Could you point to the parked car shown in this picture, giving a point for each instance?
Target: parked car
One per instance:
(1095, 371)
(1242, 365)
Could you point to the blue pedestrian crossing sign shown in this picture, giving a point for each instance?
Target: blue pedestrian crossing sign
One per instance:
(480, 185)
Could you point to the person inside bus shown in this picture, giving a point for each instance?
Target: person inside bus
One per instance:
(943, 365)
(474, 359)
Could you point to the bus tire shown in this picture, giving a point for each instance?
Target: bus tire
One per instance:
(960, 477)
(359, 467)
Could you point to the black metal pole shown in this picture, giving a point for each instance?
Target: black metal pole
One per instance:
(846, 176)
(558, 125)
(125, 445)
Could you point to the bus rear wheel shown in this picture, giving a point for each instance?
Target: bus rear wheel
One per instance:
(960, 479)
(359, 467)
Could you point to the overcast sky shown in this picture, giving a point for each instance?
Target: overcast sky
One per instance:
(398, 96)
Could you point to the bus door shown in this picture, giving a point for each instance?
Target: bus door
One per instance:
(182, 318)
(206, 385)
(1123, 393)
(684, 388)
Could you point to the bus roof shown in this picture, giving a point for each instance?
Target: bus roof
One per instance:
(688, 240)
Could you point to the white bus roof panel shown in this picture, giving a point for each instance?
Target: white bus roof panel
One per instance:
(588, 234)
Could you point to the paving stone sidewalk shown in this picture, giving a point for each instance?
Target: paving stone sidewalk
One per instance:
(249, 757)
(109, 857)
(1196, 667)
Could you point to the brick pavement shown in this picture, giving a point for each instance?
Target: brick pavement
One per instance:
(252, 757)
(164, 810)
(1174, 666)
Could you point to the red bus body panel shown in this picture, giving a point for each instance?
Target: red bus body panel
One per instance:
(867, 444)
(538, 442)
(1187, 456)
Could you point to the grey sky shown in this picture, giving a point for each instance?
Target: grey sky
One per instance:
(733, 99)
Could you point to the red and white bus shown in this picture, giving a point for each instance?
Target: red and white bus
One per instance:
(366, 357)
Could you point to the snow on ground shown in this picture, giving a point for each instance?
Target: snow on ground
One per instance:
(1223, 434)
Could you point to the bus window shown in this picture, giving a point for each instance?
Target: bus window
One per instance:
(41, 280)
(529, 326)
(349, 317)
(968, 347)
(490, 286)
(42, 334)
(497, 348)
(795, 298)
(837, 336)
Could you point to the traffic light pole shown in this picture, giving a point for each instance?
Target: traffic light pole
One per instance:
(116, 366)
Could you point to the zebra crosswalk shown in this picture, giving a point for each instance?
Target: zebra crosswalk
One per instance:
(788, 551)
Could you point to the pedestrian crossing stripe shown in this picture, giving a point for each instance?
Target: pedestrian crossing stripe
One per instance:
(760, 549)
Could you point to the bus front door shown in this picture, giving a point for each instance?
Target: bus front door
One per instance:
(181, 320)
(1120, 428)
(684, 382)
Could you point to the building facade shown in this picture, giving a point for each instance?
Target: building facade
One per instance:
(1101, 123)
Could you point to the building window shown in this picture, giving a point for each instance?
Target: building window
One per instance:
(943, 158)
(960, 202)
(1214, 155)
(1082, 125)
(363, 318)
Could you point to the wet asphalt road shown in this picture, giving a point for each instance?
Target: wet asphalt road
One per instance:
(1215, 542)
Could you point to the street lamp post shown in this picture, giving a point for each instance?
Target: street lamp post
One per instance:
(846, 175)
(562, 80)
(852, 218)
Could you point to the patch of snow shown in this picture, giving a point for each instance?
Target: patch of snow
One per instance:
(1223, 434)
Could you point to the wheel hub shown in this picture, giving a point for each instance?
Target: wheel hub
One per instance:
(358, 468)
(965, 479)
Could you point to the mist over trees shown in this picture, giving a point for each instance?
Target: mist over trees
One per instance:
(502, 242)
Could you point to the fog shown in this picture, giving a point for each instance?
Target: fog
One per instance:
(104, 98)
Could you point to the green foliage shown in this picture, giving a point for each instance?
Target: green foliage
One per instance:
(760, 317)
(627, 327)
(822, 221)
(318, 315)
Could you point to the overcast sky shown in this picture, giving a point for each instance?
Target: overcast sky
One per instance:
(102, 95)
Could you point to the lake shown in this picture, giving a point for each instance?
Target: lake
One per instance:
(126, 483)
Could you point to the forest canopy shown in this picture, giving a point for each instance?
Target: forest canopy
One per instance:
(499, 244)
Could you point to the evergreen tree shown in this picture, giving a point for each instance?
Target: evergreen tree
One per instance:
......
#### [WRITTEN TASK]
Copy out all of the records above word for word, leaving nothing out and changing nothing.

#### [SOLUTION BELOW]
Could you point to the parked car shown in this picture, giving a point for each instance?
Target: parked car
One per instance:
(1095, 371)
(1242, 365)
Could you point to the blue pedestrian crossing sign shown in this picture, giving a point for each instance?
Target: blue pedestrian crossing sign
One per instance:
(480, 185)
Could you point to the person inside bus shown in this picture, giving a point for each instance?
Target: person inside bus
One per instance:
(943, 365)
(474, 359)
Could you point to the bus tire shown in this picture, giving a point for each instance?
Target: bus tire
One per instance:
(960, 477)
(359, 467)
Could you point to the black metal pole shown in this picture, giving a point for each instance?
Target: black metal pole
One per instance:
(846, 176)
(558, 125)
(125, 445)
Could you point to the bus rear wheel shown in this picture, giving a point for each instance?
Target: bus rear wheel
One per instance:
(960, 479)
(359, 467)
Could you point to the overcast sky shown in this picture, giving a point for each instance?
Target: overcast sky
One per instance:
(398, 96)
Could you point to the bus door shown in this picture, giving a point for each instance?
Target: bus door
One per instance:
(182, 318)
(206, 385)
(1123, 393)
(684, 388)
Could you point to the bus roof shown in this picture, giving a point for each instance?
Target: bus roof
One per instance:
(688, 240)
Could you point to the white bus roof panel shown in this picture, giving a point for each instance?
Target: white bus roof panel
One per instance:
(588, 234)
Could you point to the paving stone sidewalk shown in this picture, giving a point for each instance?
Target: paving stone sidewalk
One per instance:
(249, 757)
(109, 857)
(1196, 667)
Could you point to the brick pavement shown in this picture, giving a point for each instance?
Target: brick pavement
One per instance:
(252, 757)
(164, 810)
(1174, 666)
Could you point to the red bus body panel shown in this picture, giving a point for each instance?
Target: red bus body panel
One per instance:
(867, 444)
(538, 442)
(1187, 456)
Could you point to the grey sky shown in this picture, giving a point for each instance?
Target: grey sky
One per instance:
(733, 99)
Could you point to the red and white bus shown in this picture, giving a point for each instance?
Target: red and white bus
One per instance:
(366, 357)
Could you point to the snow on ground shown in this picture, giving a point for each instance?
Target: snow on ground
One per instance:
(1223, 434)
Could you point to the bus window shown in this picture, giving a point for each instance?
Target: bus window
One per instance:
(41, 280)
(529, 326)
(349, 317)
(968, 347)
(490, 286)
(42, 334)
(497, 348)
(795, 298)
(837, 336)
Could you point to the traffic light pole shown in this picture, giving a point for each instance?
Target: traffic light pole
One per instance:
(116, 366)
Could you point to the zebra crosswalk shown in this picture, giving a point for each instance?
Target: zebra crosswalk
One per instance:
(788, 551)
Could you point to the pedestrian crossing stripe shown in this picture, giving a point for each instance?
Target: pedestrian crossing stripe
One per instance:
(760, 549)
Could you point to the bus front door shown in this picture, giving a point for each instance?
Target: bus front door
One per instance:
(181, 320)
(1120, 428)
(684, 382)
Could you point to the building facade shown in this picture, giving a point for each instance?
Target: building facade
One per instance:
(1101, 123)
Could you point to the building window shown in this picture, giving a point for each instance?
Target: building window
One per instance:
(943, 158)
(960, 202)
(1214, 155)
(1082, 125)
(363, 318)
Could you point to the wet asphalt road shown in this picture, giving a point for each instance?
Target: wet asphalt road
One per instance:
(1215, 542)
Could you point to the street lamp post shown in this picture, giving a point for each instance?
Target: street lamp post
One per instance:
(846, 175)
(562, 80)
(852, 218)
Could you point to the patch of snow shown in this picture, giving a point for each instance?
Target: patch of snow
One per instance:
(1223, 434)
Could you point to the wheel hub shown in this picture, giving a point for each instance?
Target: wheel hub
One per instance:
(358, 468)
(965, 479)
Could you point to the mist over trees shown in this picture, giving a point for each instance?
Target: mist over trees
One per instance:
(502, 242)
Could you point to the fog shown in this picture, giving a point for each instance?
Target: fog
One per instance:
(104, 98)
Could you point to the green foliage shown in this picture, giving a point for each instance?
Target: green foliage
One per instance:
(760, 317)
(627, 327)
(822, 221)
(318, 315)
Could you point to the overcast sky shown in this picture, giving a point for each instance?
Target: overcast sky
One per instance:
(102, 95)
Could you point to the lake shown in this picture, giving a point for each instance?
Target: lake
One per instance:
(126, 483)
Could you point to the forest canopy shown in this picture, giving a point for each instance?
Target: forest canopy
One per instance:
(499, 244)
Could you point to the evergreen tree shown in this picture, giving a point for each instance?
Target: evergreen tree
One per instance:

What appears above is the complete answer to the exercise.